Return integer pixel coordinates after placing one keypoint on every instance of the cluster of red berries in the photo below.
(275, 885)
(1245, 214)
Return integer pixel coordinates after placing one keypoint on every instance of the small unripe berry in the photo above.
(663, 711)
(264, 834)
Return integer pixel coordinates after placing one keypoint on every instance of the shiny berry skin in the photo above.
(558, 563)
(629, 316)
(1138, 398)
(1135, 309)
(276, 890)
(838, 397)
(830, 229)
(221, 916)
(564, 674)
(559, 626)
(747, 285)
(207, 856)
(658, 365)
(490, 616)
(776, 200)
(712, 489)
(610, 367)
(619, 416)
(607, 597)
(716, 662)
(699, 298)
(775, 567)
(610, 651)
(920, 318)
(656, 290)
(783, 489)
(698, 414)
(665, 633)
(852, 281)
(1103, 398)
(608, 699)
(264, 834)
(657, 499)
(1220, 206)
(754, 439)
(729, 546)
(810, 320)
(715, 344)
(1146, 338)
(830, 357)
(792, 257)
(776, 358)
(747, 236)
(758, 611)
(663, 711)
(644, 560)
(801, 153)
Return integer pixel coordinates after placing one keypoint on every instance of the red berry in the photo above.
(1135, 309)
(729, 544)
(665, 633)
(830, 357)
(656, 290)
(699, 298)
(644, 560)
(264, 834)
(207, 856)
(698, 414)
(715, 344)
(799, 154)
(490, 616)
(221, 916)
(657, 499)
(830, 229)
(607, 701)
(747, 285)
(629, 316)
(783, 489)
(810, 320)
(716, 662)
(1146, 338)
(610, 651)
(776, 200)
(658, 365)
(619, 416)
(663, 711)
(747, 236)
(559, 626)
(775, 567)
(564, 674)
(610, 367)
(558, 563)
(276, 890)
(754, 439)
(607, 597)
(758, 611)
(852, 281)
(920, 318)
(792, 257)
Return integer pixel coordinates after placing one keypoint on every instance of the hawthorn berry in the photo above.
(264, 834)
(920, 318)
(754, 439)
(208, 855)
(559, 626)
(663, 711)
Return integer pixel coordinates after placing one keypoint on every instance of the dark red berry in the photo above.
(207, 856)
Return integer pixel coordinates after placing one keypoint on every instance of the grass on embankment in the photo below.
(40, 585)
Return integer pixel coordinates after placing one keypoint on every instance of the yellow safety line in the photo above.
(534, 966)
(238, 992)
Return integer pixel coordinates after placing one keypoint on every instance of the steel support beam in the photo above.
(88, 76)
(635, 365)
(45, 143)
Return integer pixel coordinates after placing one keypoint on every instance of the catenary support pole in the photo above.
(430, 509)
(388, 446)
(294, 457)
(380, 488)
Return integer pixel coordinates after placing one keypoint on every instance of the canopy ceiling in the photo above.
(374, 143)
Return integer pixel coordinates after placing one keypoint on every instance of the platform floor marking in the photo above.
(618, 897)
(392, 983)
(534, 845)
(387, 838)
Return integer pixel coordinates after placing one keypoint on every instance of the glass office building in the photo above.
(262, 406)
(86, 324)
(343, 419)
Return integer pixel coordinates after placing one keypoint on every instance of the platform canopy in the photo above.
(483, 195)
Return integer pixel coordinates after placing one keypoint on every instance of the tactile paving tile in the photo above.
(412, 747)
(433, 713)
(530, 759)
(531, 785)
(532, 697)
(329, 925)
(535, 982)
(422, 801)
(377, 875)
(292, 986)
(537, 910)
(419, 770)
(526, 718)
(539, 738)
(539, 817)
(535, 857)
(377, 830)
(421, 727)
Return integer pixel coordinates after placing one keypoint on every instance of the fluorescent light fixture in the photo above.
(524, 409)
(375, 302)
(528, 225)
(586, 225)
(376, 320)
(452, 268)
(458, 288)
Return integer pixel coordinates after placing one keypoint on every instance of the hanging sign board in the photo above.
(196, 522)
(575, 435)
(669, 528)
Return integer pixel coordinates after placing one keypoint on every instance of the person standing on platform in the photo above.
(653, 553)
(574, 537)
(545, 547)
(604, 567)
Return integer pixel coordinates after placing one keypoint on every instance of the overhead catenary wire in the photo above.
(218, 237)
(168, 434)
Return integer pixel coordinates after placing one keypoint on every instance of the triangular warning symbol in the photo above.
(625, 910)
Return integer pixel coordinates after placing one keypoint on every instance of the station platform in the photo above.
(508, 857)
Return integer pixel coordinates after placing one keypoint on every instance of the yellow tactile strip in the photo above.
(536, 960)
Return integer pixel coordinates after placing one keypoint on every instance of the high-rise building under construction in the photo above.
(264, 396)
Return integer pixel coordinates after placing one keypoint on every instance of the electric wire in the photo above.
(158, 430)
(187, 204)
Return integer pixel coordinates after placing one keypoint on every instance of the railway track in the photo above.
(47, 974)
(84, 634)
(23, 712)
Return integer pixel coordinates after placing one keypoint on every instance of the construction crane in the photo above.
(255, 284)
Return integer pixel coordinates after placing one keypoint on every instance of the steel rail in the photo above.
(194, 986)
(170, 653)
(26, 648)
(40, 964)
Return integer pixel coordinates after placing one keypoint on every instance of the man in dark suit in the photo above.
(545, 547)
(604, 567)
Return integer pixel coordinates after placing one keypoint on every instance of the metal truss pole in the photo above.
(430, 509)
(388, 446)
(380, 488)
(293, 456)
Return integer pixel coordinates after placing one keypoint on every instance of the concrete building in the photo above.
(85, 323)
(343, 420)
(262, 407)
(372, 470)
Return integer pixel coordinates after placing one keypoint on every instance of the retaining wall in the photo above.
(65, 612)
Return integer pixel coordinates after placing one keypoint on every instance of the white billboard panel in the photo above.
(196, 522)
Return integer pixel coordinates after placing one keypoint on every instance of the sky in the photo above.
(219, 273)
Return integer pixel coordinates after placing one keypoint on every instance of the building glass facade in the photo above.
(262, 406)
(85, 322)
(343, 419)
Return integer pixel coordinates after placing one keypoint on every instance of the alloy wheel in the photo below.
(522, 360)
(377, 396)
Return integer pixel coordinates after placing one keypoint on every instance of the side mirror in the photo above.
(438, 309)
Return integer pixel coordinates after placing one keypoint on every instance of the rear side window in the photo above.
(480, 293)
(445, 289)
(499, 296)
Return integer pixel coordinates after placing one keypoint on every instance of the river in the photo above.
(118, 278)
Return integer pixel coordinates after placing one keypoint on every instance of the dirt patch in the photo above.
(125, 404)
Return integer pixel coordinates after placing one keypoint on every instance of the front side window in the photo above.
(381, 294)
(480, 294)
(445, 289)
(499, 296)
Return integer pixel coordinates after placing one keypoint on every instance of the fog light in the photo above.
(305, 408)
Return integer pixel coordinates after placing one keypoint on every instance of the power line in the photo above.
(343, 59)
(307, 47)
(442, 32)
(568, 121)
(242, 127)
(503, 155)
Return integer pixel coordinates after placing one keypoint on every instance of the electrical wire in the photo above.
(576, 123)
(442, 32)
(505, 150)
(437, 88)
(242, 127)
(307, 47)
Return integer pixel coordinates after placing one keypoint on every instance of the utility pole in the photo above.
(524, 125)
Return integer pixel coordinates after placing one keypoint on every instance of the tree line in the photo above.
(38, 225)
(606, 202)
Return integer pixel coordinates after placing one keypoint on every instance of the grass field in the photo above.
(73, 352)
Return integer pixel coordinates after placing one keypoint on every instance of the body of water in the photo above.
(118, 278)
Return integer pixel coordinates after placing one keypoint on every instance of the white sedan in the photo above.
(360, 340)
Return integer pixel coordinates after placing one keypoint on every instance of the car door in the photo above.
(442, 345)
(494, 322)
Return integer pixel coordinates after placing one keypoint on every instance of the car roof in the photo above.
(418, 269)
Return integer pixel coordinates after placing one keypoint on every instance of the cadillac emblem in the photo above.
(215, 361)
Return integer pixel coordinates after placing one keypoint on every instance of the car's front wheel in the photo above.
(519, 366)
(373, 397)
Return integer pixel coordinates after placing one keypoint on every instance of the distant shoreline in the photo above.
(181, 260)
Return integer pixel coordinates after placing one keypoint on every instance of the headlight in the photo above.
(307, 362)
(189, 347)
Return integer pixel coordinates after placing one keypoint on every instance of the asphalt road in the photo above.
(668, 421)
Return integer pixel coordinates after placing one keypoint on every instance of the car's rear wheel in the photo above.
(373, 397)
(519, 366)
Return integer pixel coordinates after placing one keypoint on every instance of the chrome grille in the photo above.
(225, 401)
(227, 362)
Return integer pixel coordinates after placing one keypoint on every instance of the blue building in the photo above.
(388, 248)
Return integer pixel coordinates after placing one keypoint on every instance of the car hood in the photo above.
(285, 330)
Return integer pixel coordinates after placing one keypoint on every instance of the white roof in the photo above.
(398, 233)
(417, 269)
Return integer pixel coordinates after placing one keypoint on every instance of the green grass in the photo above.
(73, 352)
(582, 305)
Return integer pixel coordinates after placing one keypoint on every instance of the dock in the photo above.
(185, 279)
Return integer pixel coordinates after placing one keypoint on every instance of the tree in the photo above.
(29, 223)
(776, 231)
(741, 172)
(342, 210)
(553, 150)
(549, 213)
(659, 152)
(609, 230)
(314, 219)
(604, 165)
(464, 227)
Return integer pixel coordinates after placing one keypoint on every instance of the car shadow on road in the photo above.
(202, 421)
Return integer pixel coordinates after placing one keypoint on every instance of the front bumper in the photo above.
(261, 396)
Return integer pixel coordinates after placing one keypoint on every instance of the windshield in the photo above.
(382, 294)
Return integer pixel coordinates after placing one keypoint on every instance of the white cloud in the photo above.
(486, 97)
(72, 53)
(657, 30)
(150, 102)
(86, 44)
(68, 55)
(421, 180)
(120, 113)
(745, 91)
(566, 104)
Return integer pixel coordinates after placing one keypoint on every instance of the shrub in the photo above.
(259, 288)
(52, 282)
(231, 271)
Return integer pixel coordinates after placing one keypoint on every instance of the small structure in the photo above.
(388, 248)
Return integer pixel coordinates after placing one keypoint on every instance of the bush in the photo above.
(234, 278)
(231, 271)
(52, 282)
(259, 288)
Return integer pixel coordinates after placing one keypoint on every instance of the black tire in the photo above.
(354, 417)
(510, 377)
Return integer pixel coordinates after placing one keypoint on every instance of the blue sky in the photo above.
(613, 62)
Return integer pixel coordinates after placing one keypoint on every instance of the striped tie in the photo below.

****

▶ _EXERCISE_: All lines from the one containing "windshield in the photo above." through the end of the material should be restated exactly, with both end lines kept.

▶ _RESPONSE_:
Return integer pixel coordinates after placing one keypoint on every instance of the windshield in the photo above.
(382, 294)
Return integer pixel coordinates after placing one keypoint on every instance of the white cloud in the photo above.
(486, 97)
(72, 53)
(657, 30)
(150, 102)
(86, 44)
(68, 55)
(421, 180)
(120, 113)
(745, 91)
(566, 104)
Return integer pixel coordinates after placing one keypoint on every instance of the shrub in the photo above.
(259, 288)
(52, 282)
(231, 271)
Return integer pixel coordinates after placing one keypoint on every instance of the small structure in the photo above.
(388, 248)
Return integer pixel coordinates after placing one keypoint on every instance of the bush in the photo above.
(234, 278)
(231, 271)
(52, 282)
(259, 288)
Return integer pixel coordinates after placing one keypoint on every instance of the black tire in the photo above.
(354, 417)
(510, 377)
Return integer pixel coordinates after placing one keypoint on every instance of the blue sky in the photo above.
(613, 62)
Return integer pixel coordinates after placing one keypoint on every instance of the striped tie in the photo below.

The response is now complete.